■ DATA SHOWN ■
■ ■ ■ ■ ■ ■ ■

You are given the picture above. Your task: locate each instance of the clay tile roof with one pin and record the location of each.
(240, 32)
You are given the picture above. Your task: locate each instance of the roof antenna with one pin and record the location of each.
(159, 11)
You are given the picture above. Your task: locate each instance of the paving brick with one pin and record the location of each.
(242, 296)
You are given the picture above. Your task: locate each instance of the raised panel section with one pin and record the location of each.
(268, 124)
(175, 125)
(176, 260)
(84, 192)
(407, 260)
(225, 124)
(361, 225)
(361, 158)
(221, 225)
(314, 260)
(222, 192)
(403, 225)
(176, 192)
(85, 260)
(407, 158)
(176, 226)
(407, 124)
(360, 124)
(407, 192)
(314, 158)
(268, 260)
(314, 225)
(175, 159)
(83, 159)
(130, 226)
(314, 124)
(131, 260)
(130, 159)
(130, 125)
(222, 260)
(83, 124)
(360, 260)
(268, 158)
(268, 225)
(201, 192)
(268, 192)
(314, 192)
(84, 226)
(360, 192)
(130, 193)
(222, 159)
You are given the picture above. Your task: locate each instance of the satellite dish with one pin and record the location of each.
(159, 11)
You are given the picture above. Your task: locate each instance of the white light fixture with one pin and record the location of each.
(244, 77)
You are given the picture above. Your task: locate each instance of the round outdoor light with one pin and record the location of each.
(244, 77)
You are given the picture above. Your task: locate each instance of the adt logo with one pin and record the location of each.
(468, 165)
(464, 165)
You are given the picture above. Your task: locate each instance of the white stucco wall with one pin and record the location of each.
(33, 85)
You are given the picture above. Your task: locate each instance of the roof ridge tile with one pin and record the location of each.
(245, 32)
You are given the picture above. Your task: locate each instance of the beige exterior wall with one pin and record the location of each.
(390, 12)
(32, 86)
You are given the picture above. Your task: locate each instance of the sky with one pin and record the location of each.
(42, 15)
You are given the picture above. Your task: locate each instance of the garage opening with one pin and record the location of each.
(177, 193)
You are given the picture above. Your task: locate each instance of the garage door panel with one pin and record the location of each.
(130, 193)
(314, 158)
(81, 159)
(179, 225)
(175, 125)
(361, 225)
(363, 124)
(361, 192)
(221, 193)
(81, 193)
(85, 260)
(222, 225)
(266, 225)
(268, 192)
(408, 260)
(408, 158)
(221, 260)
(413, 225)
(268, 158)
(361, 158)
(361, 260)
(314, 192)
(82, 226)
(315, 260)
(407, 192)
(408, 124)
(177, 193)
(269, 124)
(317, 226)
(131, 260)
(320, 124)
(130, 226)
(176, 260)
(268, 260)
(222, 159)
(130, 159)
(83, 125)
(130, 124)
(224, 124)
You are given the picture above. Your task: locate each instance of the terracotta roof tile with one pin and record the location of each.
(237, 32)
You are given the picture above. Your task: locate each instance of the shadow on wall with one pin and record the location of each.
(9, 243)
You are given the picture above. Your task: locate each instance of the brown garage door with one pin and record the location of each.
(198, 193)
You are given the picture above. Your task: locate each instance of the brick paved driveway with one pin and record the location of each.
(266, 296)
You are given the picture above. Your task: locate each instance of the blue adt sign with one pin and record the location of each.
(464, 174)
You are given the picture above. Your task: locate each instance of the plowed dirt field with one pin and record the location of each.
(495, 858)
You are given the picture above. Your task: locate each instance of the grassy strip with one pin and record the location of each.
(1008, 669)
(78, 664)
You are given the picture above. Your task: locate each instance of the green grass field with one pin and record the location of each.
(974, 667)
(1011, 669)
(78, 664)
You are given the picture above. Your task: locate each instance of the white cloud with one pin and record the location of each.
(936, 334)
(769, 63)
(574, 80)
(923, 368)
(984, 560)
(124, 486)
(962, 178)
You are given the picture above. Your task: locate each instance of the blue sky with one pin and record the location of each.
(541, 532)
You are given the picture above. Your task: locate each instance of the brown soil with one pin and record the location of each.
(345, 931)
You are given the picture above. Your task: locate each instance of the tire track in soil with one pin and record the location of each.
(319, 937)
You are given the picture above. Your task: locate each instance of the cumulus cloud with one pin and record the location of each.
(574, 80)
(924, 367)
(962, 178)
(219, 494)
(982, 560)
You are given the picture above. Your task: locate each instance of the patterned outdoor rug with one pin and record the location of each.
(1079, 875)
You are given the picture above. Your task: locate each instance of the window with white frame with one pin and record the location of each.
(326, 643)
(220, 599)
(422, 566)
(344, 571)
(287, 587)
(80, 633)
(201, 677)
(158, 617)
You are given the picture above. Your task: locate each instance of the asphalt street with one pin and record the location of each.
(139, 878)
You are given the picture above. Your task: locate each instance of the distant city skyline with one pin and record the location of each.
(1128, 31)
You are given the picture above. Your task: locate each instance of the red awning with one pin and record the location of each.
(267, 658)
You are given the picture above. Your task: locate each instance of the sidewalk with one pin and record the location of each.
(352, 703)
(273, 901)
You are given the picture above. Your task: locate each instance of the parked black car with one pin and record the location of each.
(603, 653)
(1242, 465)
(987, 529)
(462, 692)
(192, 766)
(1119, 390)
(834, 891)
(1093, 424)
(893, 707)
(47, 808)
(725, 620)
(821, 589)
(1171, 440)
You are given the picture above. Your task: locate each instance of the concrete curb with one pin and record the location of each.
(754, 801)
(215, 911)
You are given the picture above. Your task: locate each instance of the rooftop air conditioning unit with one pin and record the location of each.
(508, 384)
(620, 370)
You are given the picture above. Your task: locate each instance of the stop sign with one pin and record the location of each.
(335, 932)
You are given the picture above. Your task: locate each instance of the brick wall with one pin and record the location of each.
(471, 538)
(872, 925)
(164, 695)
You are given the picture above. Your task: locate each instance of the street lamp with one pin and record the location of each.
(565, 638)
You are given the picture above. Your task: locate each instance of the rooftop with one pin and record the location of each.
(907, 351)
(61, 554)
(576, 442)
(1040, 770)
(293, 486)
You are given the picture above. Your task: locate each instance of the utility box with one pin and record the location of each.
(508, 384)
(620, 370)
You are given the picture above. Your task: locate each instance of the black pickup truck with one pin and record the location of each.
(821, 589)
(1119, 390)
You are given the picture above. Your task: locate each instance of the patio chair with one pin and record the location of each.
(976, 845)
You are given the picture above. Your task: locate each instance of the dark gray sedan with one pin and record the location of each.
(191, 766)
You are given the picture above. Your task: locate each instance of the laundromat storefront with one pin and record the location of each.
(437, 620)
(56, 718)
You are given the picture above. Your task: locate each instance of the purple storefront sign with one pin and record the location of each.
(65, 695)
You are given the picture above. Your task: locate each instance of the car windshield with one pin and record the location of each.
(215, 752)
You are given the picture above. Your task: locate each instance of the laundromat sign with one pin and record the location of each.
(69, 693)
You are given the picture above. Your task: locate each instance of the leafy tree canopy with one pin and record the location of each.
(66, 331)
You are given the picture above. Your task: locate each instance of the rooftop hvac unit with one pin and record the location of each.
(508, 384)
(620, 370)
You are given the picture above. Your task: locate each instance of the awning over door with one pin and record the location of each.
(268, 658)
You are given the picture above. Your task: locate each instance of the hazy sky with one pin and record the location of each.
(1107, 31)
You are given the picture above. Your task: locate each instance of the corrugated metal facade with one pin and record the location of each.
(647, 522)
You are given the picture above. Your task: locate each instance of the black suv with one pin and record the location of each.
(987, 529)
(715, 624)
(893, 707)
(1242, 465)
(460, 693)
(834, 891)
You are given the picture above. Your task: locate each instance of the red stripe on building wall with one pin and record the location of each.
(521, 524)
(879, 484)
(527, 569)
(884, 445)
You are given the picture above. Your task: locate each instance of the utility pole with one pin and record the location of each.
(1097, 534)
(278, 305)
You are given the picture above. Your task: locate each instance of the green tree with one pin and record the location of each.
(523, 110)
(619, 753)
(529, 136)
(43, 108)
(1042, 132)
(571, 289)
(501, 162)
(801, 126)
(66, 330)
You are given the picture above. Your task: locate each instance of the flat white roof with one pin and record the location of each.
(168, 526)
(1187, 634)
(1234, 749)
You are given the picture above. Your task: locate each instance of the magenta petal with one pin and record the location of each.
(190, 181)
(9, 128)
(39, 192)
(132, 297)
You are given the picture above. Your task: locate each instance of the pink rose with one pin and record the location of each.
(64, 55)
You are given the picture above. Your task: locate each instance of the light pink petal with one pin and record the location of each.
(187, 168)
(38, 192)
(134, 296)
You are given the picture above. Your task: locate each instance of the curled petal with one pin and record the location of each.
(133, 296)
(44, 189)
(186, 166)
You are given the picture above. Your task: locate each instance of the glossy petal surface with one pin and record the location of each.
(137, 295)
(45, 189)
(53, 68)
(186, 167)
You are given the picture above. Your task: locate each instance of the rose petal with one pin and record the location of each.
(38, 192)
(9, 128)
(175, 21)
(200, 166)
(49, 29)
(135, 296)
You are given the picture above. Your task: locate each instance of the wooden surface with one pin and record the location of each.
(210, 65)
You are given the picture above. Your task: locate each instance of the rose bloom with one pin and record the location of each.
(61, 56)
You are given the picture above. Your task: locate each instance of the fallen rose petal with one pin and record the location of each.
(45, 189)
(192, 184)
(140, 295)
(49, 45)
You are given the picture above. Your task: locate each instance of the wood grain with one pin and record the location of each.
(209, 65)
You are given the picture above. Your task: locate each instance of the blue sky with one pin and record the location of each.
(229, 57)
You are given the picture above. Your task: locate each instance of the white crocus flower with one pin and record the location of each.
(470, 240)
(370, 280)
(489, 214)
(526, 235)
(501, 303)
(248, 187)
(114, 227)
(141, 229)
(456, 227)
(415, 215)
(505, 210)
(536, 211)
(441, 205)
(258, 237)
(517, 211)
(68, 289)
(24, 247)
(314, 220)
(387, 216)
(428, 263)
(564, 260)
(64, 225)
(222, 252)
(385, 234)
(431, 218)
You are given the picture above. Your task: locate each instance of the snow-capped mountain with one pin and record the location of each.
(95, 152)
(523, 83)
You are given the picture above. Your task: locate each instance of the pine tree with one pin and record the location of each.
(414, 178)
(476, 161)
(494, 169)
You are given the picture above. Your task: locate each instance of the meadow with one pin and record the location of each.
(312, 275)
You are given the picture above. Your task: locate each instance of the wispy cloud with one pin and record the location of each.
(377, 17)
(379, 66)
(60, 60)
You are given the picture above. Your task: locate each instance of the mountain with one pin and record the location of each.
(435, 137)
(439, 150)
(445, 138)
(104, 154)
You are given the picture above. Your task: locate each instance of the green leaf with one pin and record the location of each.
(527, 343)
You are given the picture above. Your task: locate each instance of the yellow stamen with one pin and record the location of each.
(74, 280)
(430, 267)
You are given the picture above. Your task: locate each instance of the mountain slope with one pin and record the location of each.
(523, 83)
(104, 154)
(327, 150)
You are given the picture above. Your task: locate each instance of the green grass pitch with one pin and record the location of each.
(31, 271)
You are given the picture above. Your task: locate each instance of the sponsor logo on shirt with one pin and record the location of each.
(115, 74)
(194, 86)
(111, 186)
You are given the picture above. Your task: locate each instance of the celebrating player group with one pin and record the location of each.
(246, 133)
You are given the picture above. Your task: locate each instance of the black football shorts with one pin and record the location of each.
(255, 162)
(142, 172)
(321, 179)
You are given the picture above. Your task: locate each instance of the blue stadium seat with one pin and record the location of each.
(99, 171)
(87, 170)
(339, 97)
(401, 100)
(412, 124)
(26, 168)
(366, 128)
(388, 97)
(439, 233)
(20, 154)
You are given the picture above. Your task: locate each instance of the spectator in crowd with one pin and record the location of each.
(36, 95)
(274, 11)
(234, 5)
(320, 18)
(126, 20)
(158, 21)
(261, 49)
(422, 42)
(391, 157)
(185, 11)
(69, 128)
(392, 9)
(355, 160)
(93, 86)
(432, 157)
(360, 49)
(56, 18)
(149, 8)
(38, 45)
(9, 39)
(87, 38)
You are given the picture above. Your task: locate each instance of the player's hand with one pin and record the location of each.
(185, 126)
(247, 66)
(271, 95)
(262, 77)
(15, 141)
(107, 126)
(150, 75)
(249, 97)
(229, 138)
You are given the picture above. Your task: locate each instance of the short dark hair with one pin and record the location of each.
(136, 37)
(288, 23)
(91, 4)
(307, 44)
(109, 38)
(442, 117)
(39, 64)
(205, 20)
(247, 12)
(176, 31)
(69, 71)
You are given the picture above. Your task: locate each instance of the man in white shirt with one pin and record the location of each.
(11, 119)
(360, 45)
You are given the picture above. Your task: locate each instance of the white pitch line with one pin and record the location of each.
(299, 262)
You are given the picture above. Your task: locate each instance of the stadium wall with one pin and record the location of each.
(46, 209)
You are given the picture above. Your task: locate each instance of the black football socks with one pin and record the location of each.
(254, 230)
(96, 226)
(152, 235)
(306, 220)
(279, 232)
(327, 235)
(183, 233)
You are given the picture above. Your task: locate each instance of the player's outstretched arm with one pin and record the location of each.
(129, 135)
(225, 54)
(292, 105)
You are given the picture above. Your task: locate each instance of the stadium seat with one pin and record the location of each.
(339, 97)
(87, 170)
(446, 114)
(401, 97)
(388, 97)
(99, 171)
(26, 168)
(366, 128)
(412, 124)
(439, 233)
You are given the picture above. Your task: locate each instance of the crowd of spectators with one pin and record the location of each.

■ ■ ■ ■ ■ ■ ■

■ SHORT EXERCISE ■
Lines from the one containing "of the spectator" through the final line are to be given again verbatim, with nothing before or after.

■ RESULT BELOW ■
You are given the picture above. Your task: locate each instance of the spectator in crowd with one pin and record the location of each.
(36, 95)
(274, 11)
(234, 5)
(320, 18)
(126, 20)
(158, 21)
(261, 49)
(422, 42)
(391, 157)
(185, 11)
(69, 128)
(392, 9)
(355, 160)
(93, 86)
(432, 157)
(360, 49)
(56, 18)
(149, 8)
(38, 45)
(9, 39)
(87, 38)
You are given the picture above. Your task: locate each instance of the player's hand with one pin and record the location of each.
(185, 126)
(247, 66)
(271, 95)
(262, 77)
(15, 141)
(107, 126)
(150, 75)
(249, 97)
(229, 138)
You are given the picture above. Your task: locate each instance of the short dark hair with one pin and record the location of each.
(136, 37)
(288, 23)
(91, 4)
(307, 44)
(109, 38)
(442, 117)
(39, 64)
(205, 20)
(247, 12)
(176, 31)
(69, 71)
You are given the picture above. Your task: locate each instance of the man in white shirt with one pin and record the location of each.
(11, 119)
(360, 45)
You are given the picture above. Your task: locate each instance of the white pitch line with one pin and record the location of each.
(299, 262)
You are given the picture above. Your task: locate each instance of the stadium wall with one pin and record the location of each.
(46, 209)
You are given the picture above. Your task: locate each instance of the black football socks with one pin and record the location of each.
(254, 230)
(96, 226)
(152, 235)
(306, 220)
(279, 232)
(327, 235)
(183, 233)
You are given the picture above. Your task: locate each instance of the player's outstretched arm with one pin and record the location of each.
(129, 135)
(225, 54)
(292, 105)
You are given the picture above. Your task: locate each instance of the stadium seat with one pin and record the location of each.
(339, 97)
(87, 170)
(446, 114)
(401, 97)
(388, 97)
(99, 171)
(26, 168)
(366, 128)
(412, 124)
(439, 233)
You are given the picture above. Your task: locate each instance of the crowd of spectators with one pin and record the location of each.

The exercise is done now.